### Problem description
Take the lines from the one containing "I would be grateful for your help identifying the outstretched" through the end of the items and write them out again, changing every "guernsey" to "jersey" and keeping everything else identical.

### Object pointing dataset rows
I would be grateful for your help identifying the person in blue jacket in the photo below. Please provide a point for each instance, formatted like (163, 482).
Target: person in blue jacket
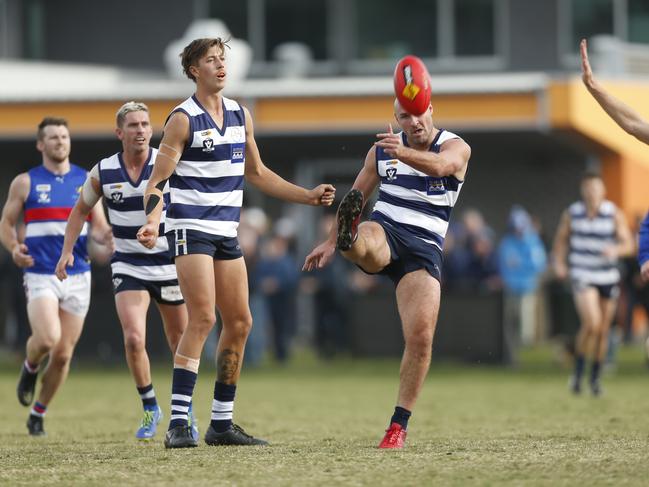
(521, 261)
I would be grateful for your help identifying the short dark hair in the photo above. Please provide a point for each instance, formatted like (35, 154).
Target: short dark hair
(58, 121)
(197, 49)
(590, 174)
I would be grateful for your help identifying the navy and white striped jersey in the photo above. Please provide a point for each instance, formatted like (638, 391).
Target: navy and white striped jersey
(124, 199)
(588, 239)
(207, 185)
(412, 201)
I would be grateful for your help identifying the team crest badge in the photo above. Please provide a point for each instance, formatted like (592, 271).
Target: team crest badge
(208, 145)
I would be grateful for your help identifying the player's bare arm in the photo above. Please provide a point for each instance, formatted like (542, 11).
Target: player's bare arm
(18, 192)
(272, 184)
(366, 182)
(452, 159)
(560, 247)
(88, 202)
(626, 244)
(171, 147)
(627, 118)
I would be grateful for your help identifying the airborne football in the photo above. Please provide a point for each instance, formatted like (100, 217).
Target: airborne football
(412, 84)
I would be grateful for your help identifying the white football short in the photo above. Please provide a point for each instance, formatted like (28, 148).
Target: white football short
(73, 294)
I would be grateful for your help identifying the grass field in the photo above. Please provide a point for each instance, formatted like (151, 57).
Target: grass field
(472, 426)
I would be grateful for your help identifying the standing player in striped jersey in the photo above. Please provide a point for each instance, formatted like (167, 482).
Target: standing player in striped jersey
(207, 149)
(139, 274)
(420, 172)
(591, 237)
(45, 196)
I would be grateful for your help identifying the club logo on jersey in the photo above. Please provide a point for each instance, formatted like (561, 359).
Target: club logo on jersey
(237, 134)
(435, 185)
(43, 191)
(237, 153)
(208, 145)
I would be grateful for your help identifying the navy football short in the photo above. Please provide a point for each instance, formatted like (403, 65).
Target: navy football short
(164, 292)
(408, 254)
(186, 242)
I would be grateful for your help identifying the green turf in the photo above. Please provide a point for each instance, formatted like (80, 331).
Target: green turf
(472, 426)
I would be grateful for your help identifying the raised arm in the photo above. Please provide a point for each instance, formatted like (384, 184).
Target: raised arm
(452, 159)
(18, 192)
(366, 182)
(171, 147)
(643, 248)
(627, 118)
(560, 247)
(274, 185)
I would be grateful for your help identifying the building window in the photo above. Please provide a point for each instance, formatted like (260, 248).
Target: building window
(474, 27)
(233, 14)
(389, 30)
(291, 21)
(589, 18)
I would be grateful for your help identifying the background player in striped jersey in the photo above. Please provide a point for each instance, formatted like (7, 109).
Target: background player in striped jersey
(45, 195)
(591, 237)
(139, 274)
(420, 172)
(207, 149)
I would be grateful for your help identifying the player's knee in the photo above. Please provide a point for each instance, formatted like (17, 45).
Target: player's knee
(203, 321)
(60, 360)
(420, 341)
(133, 342)
(241, 326)
(47, 341)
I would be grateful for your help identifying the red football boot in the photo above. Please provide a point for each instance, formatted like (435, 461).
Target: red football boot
(395, 437)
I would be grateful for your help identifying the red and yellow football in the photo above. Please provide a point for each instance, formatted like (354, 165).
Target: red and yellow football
(412, 85)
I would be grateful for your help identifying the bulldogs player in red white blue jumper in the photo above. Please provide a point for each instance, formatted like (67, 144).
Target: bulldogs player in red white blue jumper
(45, 195)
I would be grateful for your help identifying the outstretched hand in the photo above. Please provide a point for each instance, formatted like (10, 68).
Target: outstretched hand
(21, 257)
(320, 256)
(586, 71)
(390, 142)
(147, 235)
(66, 260)
(323, 195)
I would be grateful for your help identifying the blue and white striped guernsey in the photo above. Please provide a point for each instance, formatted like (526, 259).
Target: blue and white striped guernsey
(124, 199)
(412, 201)
(588, 239)
(207, 185)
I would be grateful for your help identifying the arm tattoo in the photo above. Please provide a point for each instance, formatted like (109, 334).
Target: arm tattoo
(153, 201)
(227, 366)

### Completed exercise
I would be grateful for your help identifying the outstretched hand in the photo above. Please provide a point for each instance, formatted like (10, 68).
Target: outstretched hand
(21, 257)
(320, 256)
(586, 71)
(390, 142)
(147, 235)
(66, 260)
(323, 195)
I would be grateful for your help identifying the blue and white striped jersey in the photo above. Please provide a point for each instance, formatted like (526, 259).
Target: blue and white striped jersey
(124, 199)
(412, 201)
(588, 239)
(207, 185)
I would be grateful for your help identifying the arm tattoo in the photo above. Please provide a point for each instance, formatted like (109, 334).
Target: arm tattoo
(153, 201)
(227, 366)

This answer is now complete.